*TASK*: Pick out every line in the listing below that contains the word "caption", matching case, and copy each one.

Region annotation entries

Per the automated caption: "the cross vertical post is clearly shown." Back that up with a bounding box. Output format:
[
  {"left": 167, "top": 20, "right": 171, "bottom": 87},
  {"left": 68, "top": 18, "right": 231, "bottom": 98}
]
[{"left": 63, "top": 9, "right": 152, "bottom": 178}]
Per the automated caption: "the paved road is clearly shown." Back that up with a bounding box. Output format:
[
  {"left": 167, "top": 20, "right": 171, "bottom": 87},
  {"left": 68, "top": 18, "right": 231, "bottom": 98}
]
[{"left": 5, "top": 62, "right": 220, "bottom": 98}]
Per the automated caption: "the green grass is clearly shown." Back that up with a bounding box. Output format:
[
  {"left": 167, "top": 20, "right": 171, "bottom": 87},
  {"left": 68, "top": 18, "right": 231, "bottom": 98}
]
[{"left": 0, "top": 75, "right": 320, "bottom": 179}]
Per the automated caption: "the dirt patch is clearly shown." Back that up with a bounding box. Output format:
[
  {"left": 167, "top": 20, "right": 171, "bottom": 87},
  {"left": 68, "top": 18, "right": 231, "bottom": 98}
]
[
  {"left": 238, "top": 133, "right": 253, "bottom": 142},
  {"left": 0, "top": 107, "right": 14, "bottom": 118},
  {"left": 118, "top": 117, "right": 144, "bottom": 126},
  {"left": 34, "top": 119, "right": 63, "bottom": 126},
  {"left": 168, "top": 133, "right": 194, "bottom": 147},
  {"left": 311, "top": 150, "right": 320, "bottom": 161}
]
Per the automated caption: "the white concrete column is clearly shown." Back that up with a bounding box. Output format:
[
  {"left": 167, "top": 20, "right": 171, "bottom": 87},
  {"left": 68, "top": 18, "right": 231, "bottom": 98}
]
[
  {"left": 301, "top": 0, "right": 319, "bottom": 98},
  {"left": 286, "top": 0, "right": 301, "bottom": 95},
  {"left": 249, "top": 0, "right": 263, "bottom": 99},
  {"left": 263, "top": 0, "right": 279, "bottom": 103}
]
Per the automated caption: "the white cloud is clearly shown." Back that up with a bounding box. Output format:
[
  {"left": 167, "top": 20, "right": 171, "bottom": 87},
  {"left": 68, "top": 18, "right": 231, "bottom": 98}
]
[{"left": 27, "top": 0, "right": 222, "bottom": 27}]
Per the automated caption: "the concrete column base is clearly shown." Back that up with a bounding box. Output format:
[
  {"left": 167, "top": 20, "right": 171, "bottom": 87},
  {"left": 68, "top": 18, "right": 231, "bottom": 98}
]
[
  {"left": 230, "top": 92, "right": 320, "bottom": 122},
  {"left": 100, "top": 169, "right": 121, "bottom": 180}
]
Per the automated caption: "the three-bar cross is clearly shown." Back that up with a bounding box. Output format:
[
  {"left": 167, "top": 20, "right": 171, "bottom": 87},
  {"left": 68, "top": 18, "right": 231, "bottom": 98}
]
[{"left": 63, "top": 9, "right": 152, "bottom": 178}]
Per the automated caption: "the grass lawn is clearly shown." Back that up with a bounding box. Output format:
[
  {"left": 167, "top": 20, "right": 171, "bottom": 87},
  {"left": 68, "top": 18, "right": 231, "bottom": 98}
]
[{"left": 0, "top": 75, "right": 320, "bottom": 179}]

*WRITTEN SOLUTION*:
Per the automated caption: "the cross vertical post is clearly shown." Back that up with a bounding box. Output format:
Per the automated caption: "the paved road is clearly shown." Back that up with a bounding box. Output format:
Per the automated caption: "the green grass is clearly shown." Back that up with a bounding box. Output format:
Per the automated caption: "the dirt patch is clearly shown." Back that up with a bounding box. Output format:
Per the automated caption: "the white concrete column is clearly shown." Back that up with a bounding box. Output format:
Per the automated caption: "the white cloud is clearly shown." Back that up with a bounding box. Output format:
Per the automated caption: "the concrete column base is clearly shown." Back that up with a bounding box. Output format:
Per the automated caption: "the three-bar cross is clearly shown." Back that up with a bounding box. Output format:
Per the automated caption: "the grass lawn is clearly shown." Back that up with a bounding box. Output format:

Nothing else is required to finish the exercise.